- Provided passage -

The slices may be smaller than some breads but it a denser heartier bread. Although I have had it mold in the hotter months…it lasts forever. It also stays better longer than most breads in the freezer with no freezer burn. It makes great sandwiches, toast or grilled cheese, bread to serve with stew and excellent french toast.

It used to be $3.69 a loaf but last week at Safeway it had gone up to $4.09.

Because of that I ended up buying a new bread by Orowheat that was on sale for $3…Orowheat Whole Grain & Oat Bread with Corowise…but it is one of those #!*% fluffy breads.

I have tried 2-3 house brand breads that were labeled as ‘Wheat Berry bread’ that was half the price of Orowheat…the nutritional info came out almost the same …but they were nothing like Orowheat’s version. They were the fluffy type, not dense & hearty.

My only minor complaint about Orowheat is sometimes I wish it was a little less sweet but I guess that is why they call it HONEY Wheatberry bread. That and the price…but we don’t eat bread daily in our house.

I think I will look for the Milton’s one you reviewed to try next.


34 Looby March 3, 2008 at 10:28 pm

I had to laugh at Plonkee’s comment- bread is definitely not the same on both sides of the pond. I have discovered that my local independent bakery charges no more than the supermarket and I can get fresh 100% wholewheat bread that actually will go mouldy if I don’t eat it within about 5 days, I’m guessing this means considerably less crap is added!


35 Clarence March 4, 2008 at 12:04 am

HFCS, brown sugar, syrup (sugar and water!), molasses — all are refined sugar. HFCS is the big bugaboo in that it’s so cheap that food manufacturers load up on it, but there’s nothing terrible about it vis-a-vis other refined sugar. (Well, I guess you’re also supporting the vast corn industry in this country, but then again, so are your taxes.)

The only thing to keep in mind is to limit overall refined sugar intake, HFCS or not.

- Recorded data -
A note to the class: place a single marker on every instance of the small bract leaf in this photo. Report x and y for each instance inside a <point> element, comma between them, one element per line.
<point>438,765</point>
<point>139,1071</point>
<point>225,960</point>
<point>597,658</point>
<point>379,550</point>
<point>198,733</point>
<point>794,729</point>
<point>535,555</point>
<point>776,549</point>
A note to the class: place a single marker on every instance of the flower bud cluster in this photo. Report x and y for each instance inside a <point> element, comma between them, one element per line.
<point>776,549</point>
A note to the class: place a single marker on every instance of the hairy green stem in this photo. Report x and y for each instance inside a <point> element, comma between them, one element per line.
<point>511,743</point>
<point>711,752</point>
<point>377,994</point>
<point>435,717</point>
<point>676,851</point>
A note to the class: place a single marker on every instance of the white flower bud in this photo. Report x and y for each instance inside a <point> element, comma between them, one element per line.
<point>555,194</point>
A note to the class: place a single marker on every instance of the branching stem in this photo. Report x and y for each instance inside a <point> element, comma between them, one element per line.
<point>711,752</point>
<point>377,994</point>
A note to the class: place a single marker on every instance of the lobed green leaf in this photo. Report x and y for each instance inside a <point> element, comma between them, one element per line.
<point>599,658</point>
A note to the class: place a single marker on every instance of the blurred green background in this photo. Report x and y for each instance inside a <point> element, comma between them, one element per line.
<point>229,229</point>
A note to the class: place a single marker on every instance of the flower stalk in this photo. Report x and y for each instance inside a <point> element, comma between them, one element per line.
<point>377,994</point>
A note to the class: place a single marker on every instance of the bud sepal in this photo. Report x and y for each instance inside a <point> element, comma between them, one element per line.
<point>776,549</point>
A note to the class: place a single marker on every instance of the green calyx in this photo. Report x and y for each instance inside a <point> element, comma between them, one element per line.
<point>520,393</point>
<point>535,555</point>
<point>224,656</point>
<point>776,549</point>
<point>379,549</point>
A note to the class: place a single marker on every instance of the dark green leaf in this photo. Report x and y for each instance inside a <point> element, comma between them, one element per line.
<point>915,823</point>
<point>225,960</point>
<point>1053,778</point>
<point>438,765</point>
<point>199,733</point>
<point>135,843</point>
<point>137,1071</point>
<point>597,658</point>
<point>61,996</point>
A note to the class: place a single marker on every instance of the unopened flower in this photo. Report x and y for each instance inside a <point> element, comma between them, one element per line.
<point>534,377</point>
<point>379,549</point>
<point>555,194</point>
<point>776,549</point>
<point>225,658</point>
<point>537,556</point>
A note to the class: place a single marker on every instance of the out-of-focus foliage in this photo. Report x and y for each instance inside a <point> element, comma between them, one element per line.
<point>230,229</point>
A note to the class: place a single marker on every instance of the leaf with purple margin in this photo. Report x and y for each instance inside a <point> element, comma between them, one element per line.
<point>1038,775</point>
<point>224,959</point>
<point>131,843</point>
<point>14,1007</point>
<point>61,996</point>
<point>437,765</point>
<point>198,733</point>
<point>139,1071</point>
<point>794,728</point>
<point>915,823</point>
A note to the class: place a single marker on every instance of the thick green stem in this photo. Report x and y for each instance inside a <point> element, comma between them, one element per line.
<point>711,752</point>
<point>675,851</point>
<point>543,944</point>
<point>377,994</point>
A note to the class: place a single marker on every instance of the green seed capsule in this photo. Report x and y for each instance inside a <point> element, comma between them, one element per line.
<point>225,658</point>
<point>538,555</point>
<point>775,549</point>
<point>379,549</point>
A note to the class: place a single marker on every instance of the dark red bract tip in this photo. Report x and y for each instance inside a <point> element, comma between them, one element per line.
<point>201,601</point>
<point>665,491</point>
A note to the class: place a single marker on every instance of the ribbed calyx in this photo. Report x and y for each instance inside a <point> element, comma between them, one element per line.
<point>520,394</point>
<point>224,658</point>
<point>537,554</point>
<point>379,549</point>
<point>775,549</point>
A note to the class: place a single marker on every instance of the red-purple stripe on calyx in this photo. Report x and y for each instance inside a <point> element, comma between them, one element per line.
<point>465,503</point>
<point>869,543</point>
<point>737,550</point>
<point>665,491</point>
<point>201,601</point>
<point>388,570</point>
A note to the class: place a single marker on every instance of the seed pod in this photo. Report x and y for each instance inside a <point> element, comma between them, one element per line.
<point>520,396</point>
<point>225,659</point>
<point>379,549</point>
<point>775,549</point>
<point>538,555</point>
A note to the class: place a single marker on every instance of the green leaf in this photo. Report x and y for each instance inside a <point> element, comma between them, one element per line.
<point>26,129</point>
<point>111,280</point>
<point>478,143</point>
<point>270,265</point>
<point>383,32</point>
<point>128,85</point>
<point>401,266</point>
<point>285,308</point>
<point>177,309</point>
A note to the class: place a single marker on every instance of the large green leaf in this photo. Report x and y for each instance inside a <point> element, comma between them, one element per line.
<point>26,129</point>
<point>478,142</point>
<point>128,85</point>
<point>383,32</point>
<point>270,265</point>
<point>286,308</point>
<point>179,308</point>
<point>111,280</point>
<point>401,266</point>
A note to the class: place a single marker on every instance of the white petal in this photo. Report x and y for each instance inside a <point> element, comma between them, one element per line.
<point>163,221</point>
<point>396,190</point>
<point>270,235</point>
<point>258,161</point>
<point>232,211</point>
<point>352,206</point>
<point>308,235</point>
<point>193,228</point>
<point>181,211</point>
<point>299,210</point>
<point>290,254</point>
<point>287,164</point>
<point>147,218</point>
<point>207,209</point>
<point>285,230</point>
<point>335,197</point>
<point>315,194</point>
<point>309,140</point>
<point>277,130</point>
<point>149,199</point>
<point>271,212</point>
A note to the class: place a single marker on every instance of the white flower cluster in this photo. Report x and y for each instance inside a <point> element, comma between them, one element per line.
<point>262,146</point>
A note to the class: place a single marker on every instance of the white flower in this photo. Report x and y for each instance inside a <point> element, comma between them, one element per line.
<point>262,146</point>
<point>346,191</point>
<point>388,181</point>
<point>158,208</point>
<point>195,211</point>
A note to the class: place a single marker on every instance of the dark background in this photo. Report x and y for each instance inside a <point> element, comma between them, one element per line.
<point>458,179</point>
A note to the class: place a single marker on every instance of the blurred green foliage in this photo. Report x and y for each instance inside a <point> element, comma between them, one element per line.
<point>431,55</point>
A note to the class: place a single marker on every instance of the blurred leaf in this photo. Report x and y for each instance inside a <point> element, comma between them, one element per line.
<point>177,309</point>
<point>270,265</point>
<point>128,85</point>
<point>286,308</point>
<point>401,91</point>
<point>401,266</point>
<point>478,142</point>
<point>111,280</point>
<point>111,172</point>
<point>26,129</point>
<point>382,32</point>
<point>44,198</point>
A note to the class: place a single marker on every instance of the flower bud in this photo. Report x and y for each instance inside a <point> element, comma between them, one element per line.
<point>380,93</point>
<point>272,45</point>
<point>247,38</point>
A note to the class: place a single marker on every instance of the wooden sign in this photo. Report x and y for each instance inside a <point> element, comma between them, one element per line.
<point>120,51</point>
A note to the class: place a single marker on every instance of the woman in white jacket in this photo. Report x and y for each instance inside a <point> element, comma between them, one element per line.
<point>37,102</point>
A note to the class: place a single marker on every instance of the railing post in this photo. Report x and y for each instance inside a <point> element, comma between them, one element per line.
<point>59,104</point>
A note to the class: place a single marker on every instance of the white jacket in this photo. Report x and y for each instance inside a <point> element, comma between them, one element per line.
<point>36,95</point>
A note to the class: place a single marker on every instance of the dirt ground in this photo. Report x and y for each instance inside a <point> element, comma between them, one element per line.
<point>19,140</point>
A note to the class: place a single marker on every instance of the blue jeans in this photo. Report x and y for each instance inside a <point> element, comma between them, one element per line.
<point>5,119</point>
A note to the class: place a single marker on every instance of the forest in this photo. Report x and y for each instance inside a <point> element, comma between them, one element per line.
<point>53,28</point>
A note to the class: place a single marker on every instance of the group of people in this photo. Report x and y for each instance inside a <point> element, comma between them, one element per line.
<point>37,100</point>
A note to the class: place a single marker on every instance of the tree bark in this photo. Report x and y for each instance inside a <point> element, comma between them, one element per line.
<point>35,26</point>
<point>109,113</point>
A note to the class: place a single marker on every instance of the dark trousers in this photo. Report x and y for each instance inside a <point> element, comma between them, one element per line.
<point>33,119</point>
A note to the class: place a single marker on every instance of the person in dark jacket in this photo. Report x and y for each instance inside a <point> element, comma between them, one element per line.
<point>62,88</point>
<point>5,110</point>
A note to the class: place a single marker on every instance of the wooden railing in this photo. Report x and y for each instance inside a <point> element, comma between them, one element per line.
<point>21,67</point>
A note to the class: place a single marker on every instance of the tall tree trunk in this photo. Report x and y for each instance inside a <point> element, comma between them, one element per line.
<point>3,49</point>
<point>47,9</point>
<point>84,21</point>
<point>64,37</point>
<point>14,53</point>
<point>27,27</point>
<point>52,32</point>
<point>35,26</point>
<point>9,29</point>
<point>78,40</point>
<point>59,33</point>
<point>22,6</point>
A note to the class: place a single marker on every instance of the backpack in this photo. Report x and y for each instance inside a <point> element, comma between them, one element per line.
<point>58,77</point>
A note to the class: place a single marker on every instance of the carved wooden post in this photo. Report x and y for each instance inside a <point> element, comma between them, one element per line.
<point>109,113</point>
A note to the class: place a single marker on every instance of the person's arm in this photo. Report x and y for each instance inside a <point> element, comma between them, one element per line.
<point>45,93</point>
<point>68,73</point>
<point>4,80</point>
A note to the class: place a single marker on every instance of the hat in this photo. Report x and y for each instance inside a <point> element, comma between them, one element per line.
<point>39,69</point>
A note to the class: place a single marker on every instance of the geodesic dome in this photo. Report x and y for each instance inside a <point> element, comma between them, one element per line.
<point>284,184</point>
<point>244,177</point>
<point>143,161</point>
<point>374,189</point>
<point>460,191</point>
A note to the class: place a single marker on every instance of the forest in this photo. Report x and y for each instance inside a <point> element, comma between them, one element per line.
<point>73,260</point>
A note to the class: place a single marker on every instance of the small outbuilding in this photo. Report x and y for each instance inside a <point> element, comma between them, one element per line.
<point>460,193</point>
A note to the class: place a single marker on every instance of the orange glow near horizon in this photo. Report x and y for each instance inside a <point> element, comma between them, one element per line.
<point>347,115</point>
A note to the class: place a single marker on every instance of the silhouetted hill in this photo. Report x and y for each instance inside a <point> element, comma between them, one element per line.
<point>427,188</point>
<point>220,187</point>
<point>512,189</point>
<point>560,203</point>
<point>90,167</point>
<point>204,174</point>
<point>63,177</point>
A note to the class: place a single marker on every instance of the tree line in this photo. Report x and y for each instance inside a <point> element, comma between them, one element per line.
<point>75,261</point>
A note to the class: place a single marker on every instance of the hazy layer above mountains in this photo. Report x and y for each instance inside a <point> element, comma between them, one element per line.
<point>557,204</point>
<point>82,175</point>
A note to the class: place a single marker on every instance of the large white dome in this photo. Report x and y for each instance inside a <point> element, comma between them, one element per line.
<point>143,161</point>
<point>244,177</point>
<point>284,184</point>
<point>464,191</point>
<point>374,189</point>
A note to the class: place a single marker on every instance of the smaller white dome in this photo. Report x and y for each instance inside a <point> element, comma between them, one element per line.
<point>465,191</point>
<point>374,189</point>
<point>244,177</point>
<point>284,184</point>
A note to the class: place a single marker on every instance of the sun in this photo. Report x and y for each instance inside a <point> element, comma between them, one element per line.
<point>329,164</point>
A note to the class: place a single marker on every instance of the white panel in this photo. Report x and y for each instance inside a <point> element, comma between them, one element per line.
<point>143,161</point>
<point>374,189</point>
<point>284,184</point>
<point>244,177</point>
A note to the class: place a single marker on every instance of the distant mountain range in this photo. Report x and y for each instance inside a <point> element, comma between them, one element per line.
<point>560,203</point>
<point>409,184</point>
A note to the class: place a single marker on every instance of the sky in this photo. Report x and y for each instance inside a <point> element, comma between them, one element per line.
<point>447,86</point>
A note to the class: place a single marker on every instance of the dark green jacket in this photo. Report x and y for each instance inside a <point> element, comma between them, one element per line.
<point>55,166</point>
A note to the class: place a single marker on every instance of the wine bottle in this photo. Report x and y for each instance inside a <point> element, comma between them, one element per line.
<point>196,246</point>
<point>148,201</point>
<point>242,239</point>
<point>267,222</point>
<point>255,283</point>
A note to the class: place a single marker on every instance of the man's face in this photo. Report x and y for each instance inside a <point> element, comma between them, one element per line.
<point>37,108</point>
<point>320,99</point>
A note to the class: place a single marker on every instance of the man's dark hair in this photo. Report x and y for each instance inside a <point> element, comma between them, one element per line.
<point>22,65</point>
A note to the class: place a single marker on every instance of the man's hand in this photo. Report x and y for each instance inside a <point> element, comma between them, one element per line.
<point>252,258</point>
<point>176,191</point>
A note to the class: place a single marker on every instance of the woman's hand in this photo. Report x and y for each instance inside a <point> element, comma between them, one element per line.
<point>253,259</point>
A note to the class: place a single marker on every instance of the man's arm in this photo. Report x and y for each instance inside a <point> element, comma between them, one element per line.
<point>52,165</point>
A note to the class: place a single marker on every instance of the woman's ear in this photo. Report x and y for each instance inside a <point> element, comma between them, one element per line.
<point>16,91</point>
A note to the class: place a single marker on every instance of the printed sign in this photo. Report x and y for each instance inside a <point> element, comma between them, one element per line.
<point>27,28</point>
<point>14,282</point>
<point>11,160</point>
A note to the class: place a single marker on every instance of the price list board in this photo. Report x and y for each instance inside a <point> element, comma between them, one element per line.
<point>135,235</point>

- Task instructions -
(a) Answer these questions using the bread comments.
(i) What price had the loaf gone up to at Safeway last week?
(ii) About how many days does Looby say the bakery's wholewheat bread lasts before going moldy?
(iii) What does Clarence say is the only thing to keep in mind?
(b) For each statement, say yes or no according to the bread comments, and quote the words that decide it.
(i) The Orowheat Whole Grain & Oat Bread was on sale for $3.
(ii) Looby's local independent bakery charges more than the supermarket.
(iii) The house brand Wheat Berry breads were dense and hearty.
(c) Carry on the bread comments from their last sentence.

- Exercise answers -
(a)
(i) $4.09
(ii) About 5 days
(iii) To limit overall refined sugar intake, HFCS or not

(b)
(i) Yes: "a new bread by Orowheat that was on sale for $3"
(ii) No: "my local independent bakery charges no more than the supermarket"
(iii) No: "They were the fluffy type, not dense & hearty."

(c)
36 Malena March 4, 2008 at 5:51 am

Humans did not evolve to eat grains. Those animals that did developed complex digestive systems that enable them to break down the antinutrients plants evolved to keep them from being eaten. (Check this out for more information: http://www.westonaprice.org/foodfeatures/be_kind.html) Luckily, we had some pretty smart ancestors who figured out that if you sprouted or fermented grains before eating them, it had the effect of breaking down those antinutrients or predigesting the grain. Human bodies were then able to effectively assimilate the nutrients from these foods.

There are lots of books out there that can help you do this at home (check out Sally Fallon’s Nourishing Traditions or the books Steve Meyerowitz has written). Or you can buy sprouted bread products at the store. Most of these products are made solely using sprouted grains, with no added flour. Food for Life (www.foodforlife.com) has a whole line, including breads and tortillas. If you are accustomed to white bread, they will take some getting used to. Our family has eaten these products for years and loves them.


37 Jarick March 4, 2008 at 5:54 am

Lately I’ve been buying Earthworks 100% whole wheat or Pepperidge Farm 100% whole wheat. If it says “whole wheat flour” and not enriched, and it has sugar and not corn syrup, you should be okay.

Both breads are thick and hearty, toast well, taste great, and are about as good as bread can be for you.

I’m on a modified South Beach diet, but I have blood sugar issues, so I usually have three slices of bread a day. I really don’t think you’ll have issues so long as you’re eating balanced meals. You’re meant to have some carbs, that’s why it’s a macronutrient.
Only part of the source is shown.